• [Available records]
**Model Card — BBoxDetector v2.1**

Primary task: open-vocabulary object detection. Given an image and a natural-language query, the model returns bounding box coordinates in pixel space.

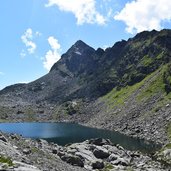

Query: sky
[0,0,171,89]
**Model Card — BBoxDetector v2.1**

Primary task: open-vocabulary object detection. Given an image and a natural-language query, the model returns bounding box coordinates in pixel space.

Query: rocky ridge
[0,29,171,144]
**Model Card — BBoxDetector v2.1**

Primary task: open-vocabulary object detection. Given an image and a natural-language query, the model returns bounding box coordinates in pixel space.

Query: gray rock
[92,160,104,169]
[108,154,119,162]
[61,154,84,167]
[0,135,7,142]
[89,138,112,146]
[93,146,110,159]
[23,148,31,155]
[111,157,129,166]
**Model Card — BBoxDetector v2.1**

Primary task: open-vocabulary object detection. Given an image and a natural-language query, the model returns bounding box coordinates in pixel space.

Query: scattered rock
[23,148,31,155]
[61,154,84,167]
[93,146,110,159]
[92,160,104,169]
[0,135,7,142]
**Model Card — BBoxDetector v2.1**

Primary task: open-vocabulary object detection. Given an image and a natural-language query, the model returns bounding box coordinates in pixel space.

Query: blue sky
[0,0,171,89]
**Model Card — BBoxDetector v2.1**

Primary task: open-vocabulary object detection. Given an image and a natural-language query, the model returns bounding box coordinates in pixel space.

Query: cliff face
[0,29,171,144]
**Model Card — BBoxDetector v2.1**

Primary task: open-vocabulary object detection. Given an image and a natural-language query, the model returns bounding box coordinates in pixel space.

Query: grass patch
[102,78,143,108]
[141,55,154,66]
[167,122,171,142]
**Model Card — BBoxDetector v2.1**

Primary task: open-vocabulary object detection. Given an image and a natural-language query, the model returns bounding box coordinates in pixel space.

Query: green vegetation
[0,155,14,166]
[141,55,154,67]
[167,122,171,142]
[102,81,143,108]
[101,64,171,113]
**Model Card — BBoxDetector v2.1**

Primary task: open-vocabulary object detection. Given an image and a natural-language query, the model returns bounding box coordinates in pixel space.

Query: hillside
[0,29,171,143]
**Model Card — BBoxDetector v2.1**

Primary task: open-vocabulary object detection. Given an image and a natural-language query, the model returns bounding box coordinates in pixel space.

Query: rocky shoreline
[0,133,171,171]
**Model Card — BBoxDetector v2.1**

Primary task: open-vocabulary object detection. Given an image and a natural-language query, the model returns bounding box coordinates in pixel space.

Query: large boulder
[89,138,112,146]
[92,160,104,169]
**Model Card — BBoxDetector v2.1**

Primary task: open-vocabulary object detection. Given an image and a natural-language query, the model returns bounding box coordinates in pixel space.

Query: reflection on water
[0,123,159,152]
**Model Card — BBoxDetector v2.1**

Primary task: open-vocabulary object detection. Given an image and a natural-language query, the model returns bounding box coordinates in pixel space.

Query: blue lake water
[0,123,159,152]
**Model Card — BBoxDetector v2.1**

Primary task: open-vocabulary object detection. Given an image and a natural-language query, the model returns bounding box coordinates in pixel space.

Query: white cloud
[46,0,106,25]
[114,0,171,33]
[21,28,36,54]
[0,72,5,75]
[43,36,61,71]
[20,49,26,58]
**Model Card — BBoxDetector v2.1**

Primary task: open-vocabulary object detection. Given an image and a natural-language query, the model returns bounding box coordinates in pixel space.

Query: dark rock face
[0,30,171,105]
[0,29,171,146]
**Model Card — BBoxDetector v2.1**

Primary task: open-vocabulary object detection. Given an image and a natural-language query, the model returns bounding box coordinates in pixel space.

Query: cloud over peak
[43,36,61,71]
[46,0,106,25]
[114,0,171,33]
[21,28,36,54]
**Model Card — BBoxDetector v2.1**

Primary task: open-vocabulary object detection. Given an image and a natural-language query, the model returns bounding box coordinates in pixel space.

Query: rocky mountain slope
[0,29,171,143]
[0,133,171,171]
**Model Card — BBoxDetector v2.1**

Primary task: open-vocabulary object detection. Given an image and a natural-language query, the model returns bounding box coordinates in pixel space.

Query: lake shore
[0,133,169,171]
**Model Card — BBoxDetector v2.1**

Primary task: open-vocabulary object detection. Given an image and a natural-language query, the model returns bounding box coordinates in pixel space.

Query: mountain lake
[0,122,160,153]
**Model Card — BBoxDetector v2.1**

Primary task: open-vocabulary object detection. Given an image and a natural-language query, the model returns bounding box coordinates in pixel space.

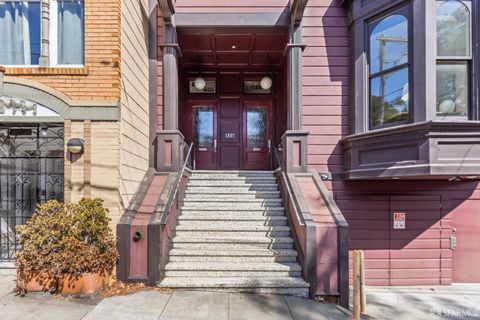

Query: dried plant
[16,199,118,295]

• [Work to do] Find every line above that contains the word "water", and copy each one. Case counts.

• [Reply]
Query: reflection on water
Query: blue lake water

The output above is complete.